DIRECTIONS>
Copy out the entries below, substituting "point" for each "marker" and leaving everything else unchanged. Omit the pictures.

RECORD EXCERPTS>

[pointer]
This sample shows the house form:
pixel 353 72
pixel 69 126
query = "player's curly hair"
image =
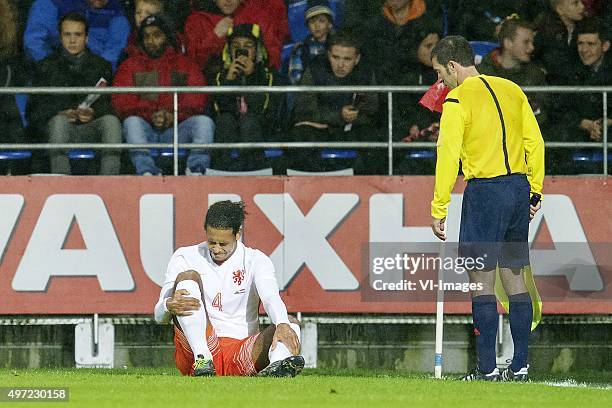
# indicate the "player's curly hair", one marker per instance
pixel 226 215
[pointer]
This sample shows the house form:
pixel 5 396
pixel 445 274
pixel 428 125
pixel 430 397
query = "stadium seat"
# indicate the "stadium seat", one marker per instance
pixel 15 154
pixel 260 172
pixel 297 25
pixel 482 48
pixel 342 172
pixel 81 154
pixel 81 161
pixel 167 152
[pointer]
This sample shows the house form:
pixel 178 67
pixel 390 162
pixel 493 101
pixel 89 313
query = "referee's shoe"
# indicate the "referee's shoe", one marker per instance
pixel 520 375
pixel 478 375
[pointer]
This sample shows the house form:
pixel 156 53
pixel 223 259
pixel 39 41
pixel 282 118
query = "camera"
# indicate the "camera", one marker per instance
pixel 241 51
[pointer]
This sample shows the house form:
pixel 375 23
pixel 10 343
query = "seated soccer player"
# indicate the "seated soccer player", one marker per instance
pixel 215 287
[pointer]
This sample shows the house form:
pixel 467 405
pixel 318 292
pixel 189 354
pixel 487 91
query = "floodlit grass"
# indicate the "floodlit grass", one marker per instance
pixel 151 388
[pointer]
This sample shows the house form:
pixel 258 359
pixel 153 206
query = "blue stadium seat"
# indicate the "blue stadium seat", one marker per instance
pixel 81 154
pixel 421 154
pixel 339 154
pixel 15 154
pixel 297 24
pixel 482 48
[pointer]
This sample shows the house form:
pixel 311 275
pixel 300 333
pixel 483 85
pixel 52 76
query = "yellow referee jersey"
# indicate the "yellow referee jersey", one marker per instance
pixel 486 123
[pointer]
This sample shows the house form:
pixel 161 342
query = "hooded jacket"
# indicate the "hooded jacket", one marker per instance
pixel 171 69
pixel 203 44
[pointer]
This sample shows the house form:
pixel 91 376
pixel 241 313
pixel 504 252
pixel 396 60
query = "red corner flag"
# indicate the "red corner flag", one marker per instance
pixel 434 97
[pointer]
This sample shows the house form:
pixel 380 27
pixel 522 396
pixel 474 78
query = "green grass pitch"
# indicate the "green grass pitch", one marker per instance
pixel 134 388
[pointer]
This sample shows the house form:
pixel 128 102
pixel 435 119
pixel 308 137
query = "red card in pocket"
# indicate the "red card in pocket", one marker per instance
pixel 434 97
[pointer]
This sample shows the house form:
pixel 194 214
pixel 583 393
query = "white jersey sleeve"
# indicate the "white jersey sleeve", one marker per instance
pixel 161 311
pixel 267 288
pixel 176 265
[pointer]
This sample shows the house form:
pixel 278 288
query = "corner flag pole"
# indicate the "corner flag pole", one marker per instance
pixel 438 360
pixel 439 327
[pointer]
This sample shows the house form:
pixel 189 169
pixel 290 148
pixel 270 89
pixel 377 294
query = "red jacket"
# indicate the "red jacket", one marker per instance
pixel 271 15
pixel 171 69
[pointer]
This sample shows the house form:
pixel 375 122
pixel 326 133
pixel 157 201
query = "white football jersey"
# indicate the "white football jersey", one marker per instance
pixel 232 290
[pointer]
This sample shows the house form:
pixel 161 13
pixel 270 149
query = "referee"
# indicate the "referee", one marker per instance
pixel 488 125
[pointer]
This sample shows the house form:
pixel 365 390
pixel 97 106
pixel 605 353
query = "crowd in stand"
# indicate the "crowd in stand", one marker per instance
pixel 253 42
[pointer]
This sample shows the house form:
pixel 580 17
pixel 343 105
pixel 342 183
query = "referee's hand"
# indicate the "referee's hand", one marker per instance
pixel 534 209
pixel 437 226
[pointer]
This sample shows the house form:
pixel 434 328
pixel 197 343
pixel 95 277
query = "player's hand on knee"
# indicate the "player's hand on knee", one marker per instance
pixel 534 209
pixel 285 334
pixel 180 304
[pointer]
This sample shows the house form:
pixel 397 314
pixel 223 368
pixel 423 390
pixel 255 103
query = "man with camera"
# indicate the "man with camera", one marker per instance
pixel 339 117
pixel 245 117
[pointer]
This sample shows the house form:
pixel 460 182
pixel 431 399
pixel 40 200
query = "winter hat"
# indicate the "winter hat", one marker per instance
pixel 163 23
pixel 318 7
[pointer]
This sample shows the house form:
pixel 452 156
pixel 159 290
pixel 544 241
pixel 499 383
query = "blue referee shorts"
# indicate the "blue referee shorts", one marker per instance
pixel 495 221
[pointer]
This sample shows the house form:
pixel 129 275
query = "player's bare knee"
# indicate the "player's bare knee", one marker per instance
pixel 188 275
pixel 513 281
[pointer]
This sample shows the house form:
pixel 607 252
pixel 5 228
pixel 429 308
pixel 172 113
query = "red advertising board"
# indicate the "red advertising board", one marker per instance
pixel 80 245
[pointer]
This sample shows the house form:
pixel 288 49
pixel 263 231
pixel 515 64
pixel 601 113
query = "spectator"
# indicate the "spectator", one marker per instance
pixel 206 30
pixel 108 27
pixel 11 75
pixel 607 17
pixel 149 117
pixel 142 10
pixel 249 117
pixel 336 117
pixel 512 60
pixel 555 44
pixel 320 19
pixel 391 38
pixel 478 20
pixel 67 118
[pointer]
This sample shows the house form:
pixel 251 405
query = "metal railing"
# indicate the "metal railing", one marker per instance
pixel 389 144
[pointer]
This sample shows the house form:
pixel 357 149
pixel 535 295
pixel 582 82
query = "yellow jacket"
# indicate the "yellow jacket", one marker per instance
pixel 486 123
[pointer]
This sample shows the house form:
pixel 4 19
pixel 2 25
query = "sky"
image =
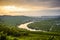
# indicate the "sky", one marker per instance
pixel 30 7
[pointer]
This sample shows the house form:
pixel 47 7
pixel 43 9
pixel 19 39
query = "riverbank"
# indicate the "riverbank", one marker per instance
pixel 24 26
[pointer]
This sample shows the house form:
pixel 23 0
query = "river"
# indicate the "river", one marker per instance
pixel 24 26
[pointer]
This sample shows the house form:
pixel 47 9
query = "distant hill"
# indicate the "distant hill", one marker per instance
pixel 14 20
pixel 17 20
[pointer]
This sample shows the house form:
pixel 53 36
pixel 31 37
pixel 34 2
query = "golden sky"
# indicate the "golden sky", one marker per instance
pixel 30 7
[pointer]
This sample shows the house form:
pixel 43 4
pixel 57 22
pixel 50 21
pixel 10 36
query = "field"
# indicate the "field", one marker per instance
pixel 12 32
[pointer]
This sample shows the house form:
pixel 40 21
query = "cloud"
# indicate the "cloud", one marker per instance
pixel 40 3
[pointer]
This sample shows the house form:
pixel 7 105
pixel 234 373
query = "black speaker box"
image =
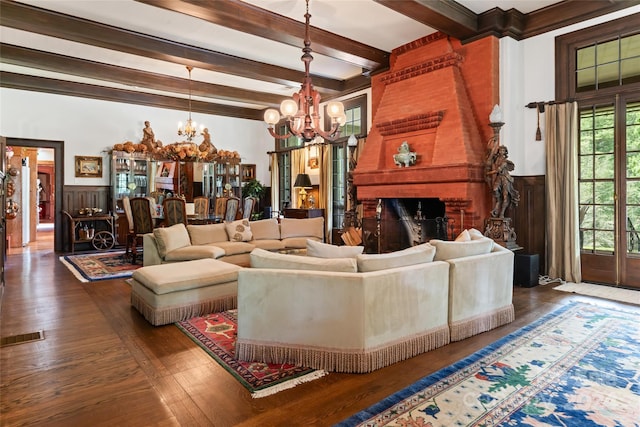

SOLUTION FOR THIS TASK>
[pointer]
This sample shows the house form:
pixel 353 72
pixel 69 126
query = "player's curly hair"
image =
# indicate the "player's curly hair", one point per instance
pixel 226 215
[pointer]
This sample shows the house form:
pixel 5 396
pixel 445 274
pixel 428 125
pixel 430 397
query = "stadium seat"
# indicate the "stadium seat", one point per instance
pixel 15 154
pixel 260 172
pixel 297 25
pixel 482 48
pixel 342 172
pixel 81 154
pixel 81 161
pixel 167 152
[pointer]
This sample shows the house form:
pixel 178 67
pixel 390 162
pixel 493 101
pixel 89 313
query = "referee's shoe"
# indicate the "referee's shoe", one point per instance
pixel 520 375
pixel 478 375
[pointer]
This sample shows the house form:
pixel 156 53
pixel 223 259
pixel 39 41
pixel 282 118
query = "camera"
# indicate the "camera", one point per instance
pixel 241 51
[pointer]
This sample shows the house form:
pixel 375 23
pixel 10 343
query = "seated soccer player"
# indicate the "seated soccer player", one point per instance
pixel 215 287
[pointer]
This sample shows the house form:
pixel 467 405
pixel 318 292
pixel 189 354
pixel 487 91
query = "floodlit grass"
# indicate the "floodlit grass", one point per instance
pixel 151 388
[pointer]
This sample shows the house form:
pixel 258 359
pixel 153 206
query = "blue stadium seat"
# indicate the "blue stadium seat", one point per instance
pixel 81 154
pixel 421 154
pixel 339 154
pixel 15 154
pixel 297 24
pixel 482 48
[pointer]
This sample shows the house form:
pixel 311 275
pixel 300 333
pixel 483 85
pixel 52 76
query = "yellow referee jersey"
# indicate the "yellow referee jersey", one point per instance
pixel 486 123
[pointer]
This sample shows the house form:
pixel 161 342
query = "hooded jacket"
# indicate the "hooded jacket", one point per instance
pixel 171 69
pixel 203 44
[pointer]
This sample shows the house form:
pixel 91 376
pixel 241 313
pixel 504 252
pixel 396 60
query = "red corner flag"
# indicate the "red corner flag", one point per instance
pixel 434 97
[pointer]
This sample shows the house form:
pixel 380 27
pixel 522 396
pixel 474 78
query = "green grass pitch"
# indicate the "green grass pitch", one point per instance
pixel 134 388
[pointer]
This sample shows the house form:
pixel 128 102
pixel 435 119
pixel 308 137
query = "red card in pocket"
# indicate the "red card in pocket", one point per instance
pixel 434 97
[pointer]
This sample shows the house form:
pixel 194 214
pixel 583 393
query = "white jersey sleeve"
# indicate the "white jersey sleeve", one point per instance
pixel 161 311
pixel 267 288
pixel 176 265
[pointer]
This sample shows the house form:
pixel 278 288
query = "corner flag pole"
# indicate the "corner flag pole", one point per instance
pixel 438 360
pixel 439 327
[pointer]
This sample shows the house form:
pixel 189 169
pixel 290 148
pixel 270 89
pixel 377 294
query = "red jacket"
# indicate the "red jacket", one point per instance
pixel 271 15
pixel 171 69
[pointer]
This sample shows the house form:
pixel 375 122
pixel 326 133
pixel 157 201
query = "white football jersey"
# indicate the "white football jersey", one point per instance
pixel 232 290
[pointer]
This sample shows the house form:
pixel 161 13
pixel 270 149
query = "referee"
# indicate the "referee", one point per instance
pixel 488 125
[pointer]
This sample shows the house form:
pixel 365 390
pixel 97 106
pixel 605 353
query = "crowd in stand"
# indicate the "crowd in stand", one point per instance
pixel 253 42
[pointer]
This sample shows the house form:
pixel 580 17
pixel 343 105
pixel 342 183
query = "referee's hand"
# indicate the "referee's hand", one point per instance
pixel 534 209
pixel 437 226
[pointer]
This sample shows the house form:
pixel 434 328
pixel 197 343
pixel 95 277
query = "player's hand on knee"
# indicate the "player's hand on knee", one point per instance
pixel 534 209
pixel 285 334
pixel 180 304
[pointer]
This sample shows the house form:
pixel 397 314
pixel 223 368
pixel 423 390
pixel 255 103
query = "man with camera"
# indicate the "man with camera", one point per instance
pixel 339 117
pixel 245 117
[pointer]
This sample shows the house form:
pixel 460 182
pixel 431 399
pixel 40 200
query = "winter hat"
# indicate the "winter hat", one point per instance
pixel 163 23
pixel 318 7
[pointer]
This sample shows the house form:
pixel 452 156
pixel 159 290
pixel 544 241
pixel 499 383
query = "blue referee shorts"
# indicate the "blue referee shorts", one point per instance
pixel 495 221
[pointer]
This sample shows the house form:
pixel 129 275
query = "player's bare knee"
# indicate the "player's bare knee", one point per instance
pixel 188 275
pixel 513 281
[pointer]
This sample shows the house form:
pixel 607 252
pixel 5 228
pixel 429 308
pixel 172 113
query = "red advertising board"
# indicate the "red advertising board", one point per instance
pixel 80 245
[pointer]
This sample shows the house form:
pixel 288 49
pixel 263 231
pixel 515 64
pixel 601 113
query = "spectator"
# indicate the "spectator", one point per instance
pixel 206 30
pixel 108 27
pixel 11 75
pixel 607 17
pixel 149 117
pixel 142 10
pixel 249 117
pixel 336 117
pixel 512 60
pixel 555 44
pixel 320 19
pixel 391 38
pixel 478 20
pixel 67 118
[pointer]
This sample shows the house form:
pixel 251 405
query = "metal railing"
# indicate the "metal railing", one point per instance
pixel 389 144
[pointer]
This sample shows the house form:
pixel 357 149
pixel 535 295
pixel 582 82
query = "yellow jacket"
# indicate the "yellow jacket", one point per instance
pixel 486 123
[pointer]
This sample shows the house form:
pixel 4 19
pixel 2 25
query = "sky"
image =
# indicate the "sky", one point per instance
pixel 30 7
[pointer]
This sample shows the house form:
pixel 47 7
pixel 43 9
pixel 19 39
query = "riverbank"
# indicate the "riverbank", one point per instance
pixel 24 26
[pointer]
This sample shows the house form:
pixel 23 0
query = "river"
# indicate the "river", one point per instance
pixel 24 26
[pointer]
This sample shows the house form:
pixel 47 9
query = "distant hill"
# indicate the "distant hill", one point per instance
pixel 14 20
pixel 17 20
[pointer]
This sample shows the house form:
pixel 53 36
pixel 31 37
pixel 34 2
query = "golden sky"
# indicate the "golden sky", one point per instance
pixel 30 7
[pointer]
This sample shows the house form:
pixel 43 4
pixel 57 22
pixel 50 21
pixel 10 36
query = "field"
# indicate the "field", one point per instance
pixel 12 32
[pointer]
This sample shows the house form:
pixel 40 21
query = "cloud"
# indicate the "cloud", one point per instance
pixel 40 3
[pointer]
This sample shows the house form:
pixel 7 105
pixel 234 373
query = "black speaker box"
image =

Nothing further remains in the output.